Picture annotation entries
━━━━━━━━━━━━━━━━

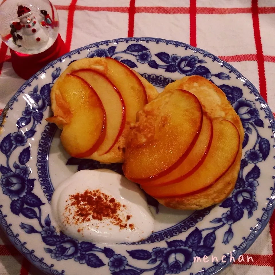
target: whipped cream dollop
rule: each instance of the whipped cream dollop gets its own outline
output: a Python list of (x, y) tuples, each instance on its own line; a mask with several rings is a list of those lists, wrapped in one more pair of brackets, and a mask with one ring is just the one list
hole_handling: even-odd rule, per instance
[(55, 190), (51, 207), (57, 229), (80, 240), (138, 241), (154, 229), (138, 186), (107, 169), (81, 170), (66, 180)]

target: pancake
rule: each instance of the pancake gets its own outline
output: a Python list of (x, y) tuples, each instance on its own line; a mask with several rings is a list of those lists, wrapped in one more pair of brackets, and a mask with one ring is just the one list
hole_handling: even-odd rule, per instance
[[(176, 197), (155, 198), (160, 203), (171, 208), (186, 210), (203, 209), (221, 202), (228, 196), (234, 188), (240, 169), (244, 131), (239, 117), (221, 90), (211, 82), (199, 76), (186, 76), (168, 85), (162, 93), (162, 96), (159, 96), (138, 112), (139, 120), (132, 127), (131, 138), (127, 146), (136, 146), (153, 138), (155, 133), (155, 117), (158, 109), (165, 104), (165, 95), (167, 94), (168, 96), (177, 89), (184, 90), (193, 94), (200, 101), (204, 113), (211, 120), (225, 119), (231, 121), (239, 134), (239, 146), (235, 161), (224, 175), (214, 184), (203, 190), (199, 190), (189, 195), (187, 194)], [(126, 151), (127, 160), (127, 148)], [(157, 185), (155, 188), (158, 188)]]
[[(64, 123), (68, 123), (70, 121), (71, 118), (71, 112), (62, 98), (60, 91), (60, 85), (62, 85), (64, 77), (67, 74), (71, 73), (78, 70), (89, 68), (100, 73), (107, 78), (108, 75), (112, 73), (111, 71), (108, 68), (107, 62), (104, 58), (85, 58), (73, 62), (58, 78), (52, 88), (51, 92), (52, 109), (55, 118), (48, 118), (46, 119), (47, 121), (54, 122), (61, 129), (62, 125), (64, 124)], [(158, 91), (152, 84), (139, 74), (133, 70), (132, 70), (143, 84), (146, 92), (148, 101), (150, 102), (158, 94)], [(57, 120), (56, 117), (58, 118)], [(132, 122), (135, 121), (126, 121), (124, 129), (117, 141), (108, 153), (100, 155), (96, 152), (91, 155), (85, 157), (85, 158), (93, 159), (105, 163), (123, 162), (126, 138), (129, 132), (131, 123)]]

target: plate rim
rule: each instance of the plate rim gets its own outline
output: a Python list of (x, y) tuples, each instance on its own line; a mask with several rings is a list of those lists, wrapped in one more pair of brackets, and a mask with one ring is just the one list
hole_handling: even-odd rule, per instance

━━━━━━━━━━━━━━━━

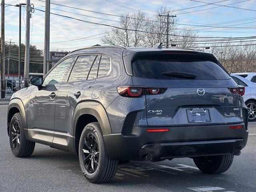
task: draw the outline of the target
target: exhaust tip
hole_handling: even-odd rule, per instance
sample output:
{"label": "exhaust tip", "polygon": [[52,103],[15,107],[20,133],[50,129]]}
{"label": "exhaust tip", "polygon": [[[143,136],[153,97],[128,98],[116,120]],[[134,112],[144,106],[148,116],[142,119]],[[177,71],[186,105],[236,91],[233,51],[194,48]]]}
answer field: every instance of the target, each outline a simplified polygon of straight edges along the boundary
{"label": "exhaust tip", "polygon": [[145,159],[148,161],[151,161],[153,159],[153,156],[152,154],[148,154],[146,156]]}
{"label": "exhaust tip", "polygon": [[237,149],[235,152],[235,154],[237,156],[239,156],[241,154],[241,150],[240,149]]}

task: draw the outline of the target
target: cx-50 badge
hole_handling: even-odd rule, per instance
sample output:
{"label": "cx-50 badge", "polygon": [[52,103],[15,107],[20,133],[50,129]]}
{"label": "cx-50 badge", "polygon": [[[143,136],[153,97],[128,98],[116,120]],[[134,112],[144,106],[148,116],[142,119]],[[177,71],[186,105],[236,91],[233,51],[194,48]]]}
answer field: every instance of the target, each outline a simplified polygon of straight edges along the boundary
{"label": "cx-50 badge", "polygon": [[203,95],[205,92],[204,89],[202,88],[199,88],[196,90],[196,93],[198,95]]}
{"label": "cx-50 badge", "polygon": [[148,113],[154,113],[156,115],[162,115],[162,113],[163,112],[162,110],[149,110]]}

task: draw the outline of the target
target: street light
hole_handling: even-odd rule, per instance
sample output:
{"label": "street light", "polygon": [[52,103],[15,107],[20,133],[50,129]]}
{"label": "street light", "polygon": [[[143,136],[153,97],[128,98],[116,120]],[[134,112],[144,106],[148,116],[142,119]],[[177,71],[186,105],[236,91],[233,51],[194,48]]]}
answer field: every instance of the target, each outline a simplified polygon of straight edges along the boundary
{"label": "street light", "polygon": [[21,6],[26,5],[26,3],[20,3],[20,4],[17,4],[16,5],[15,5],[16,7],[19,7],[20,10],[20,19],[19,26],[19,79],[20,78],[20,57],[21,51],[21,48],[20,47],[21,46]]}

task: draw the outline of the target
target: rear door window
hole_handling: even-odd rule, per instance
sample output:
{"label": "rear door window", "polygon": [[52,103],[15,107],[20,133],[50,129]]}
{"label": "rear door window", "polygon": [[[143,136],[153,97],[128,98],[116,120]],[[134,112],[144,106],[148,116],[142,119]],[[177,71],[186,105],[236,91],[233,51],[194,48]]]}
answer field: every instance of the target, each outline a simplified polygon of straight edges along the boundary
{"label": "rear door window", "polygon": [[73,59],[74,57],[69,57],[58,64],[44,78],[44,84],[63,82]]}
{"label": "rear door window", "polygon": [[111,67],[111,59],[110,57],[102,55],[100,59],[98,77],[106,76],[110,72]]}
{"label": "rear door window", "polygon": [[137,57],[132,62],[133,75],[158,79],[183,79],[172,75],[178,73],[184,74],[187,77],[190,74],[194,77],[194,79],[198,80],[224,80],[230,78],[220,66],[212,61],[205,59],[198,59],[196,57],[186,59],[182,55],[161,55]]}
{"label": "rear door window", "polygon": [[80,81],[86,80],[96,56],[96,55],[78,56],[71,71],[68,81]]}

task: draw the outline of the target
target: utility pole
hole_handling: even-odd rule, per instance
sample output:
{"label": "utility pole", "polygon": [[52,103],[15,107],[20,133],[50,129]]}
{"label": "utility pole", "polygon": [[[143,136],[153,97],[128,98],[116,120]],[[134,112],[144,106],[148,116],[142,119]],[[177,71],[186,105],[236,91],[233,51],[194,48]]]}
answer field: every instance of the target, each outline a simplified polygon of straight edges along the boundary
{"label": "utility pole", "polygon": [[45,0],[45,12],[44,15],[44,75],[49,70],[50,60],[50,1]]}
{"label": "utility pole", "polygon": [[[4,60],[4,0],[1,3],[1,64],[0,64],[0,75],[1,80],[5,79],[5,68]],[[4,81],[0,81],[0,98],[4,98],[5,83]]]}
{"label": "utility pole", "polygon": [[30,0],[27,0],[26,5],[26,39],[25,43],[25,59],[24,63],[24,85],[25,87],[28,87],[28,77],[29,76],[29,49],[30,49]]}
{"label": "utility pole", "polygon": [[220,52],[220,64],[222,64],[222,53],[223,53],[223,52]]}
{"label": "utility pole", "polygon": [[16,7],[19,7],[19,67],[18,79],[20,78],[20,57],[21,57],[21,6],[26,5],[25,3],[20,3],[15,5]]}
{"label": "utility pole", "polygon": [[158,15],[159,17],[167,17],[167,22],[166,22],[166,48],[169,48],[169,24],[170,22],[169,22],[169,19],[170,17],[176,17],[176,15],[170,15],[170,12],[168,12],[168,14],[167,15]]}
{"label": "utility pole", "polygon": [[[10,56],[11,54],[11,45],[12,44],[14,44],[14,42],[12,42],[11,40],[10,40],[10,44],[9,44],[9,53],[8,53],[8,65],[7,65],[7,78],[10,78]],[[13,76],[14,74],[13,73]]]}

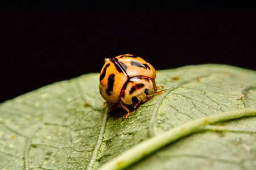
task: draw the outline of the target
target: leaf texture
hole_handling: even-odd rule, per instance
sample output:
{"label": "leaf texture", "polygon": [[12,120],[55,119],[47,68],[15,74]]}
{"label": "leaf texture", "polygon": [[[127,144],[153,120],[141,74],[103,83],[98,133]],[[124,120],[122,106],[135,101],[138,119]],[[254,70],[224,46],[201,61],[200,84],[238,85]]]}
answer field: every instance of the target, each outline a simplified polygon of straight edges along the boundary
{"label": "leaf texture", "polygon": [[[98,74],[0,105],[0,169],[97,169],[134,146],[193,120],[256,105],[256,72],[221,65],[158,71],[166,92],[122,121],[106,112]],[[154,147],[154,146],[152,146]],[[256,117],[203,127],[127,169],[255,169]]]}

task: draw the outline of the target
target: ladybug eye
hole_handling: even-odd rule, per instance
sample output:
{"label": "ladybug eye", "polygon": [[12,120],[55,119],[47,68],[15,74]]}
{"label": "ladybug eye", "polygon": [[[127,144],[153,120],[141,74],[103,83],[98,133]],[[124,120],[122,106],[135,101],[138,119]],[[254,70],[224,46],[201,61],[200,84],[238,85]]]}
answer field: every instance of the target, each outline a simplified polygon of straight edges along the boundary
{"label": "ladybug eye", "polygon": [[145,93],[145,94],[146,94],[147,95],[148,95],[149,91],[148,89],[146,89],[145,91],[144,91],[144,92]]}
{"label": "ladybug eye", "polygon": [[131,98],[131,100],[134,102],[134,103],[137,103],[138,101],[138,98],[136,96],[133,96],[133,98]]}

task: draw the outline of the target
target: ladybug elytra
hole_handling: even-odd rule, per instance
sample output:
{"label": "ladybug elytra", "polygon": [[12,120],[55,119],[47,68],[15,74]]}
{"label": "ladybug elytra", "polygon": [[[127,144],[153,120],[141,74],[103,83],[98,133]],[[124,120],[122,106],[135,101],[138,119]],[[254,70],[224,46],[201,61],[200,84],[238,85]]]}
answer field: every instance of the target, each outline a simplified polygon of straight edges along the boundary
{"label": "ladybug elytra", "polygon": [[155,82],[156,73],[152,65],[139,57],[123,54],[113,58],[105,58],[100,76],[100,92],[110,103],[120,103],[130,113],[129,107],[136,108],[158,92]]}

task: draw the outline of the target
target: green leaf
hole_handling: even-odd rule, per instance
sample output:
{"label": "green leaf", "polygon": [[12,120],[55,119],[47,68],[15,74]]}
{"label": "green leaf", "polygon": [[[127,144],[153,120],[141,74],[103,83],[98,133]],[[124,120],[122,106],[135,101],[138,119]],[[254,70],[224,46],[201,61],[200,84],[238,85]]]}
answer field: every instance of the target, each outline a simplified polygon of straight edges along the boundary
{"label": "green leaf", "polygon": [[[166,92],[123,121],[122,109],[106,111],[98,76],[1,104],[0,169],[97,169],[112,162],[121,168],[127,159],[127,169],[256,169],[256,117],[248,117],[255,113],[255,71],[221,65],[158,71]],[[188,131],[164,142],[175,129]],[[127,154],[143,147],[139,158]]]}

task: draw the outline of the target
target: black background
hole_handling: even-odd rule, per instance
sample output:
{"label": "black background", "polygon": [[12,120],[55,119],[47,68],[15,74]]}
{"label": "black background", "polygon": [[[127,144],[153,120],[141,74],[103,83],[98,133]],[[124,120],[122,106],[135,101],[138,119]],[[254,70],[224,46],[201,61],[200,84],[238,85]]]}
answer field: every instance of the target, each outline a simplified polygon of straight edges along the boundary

━━━━━━━━━━━━━━━━

WHAT THE EXERCISE ASKS: Transcribe the lines above, everything from the line containing "target: whipped cream dollop" down to the line containing "170), (66, 180)]", both of those included.

EXERCISE ANSWER:
target: whipped cream dollop
rule: each instance of the whipped cream dollop gets its own outline
output: a Python list of (x, y) tuples, each instance on its own line; a mask with several rings is a list of those lists, wrapped in one more pair of brackets, and a mask with one ring is just the one list
hole_handling: even-odd rule, per instance
[(55, 190), (51, 207), (57, 229), (80, 240), (138, 241), (154, 229), (138, 186), (107, 169), (81, 170), (66, 180)]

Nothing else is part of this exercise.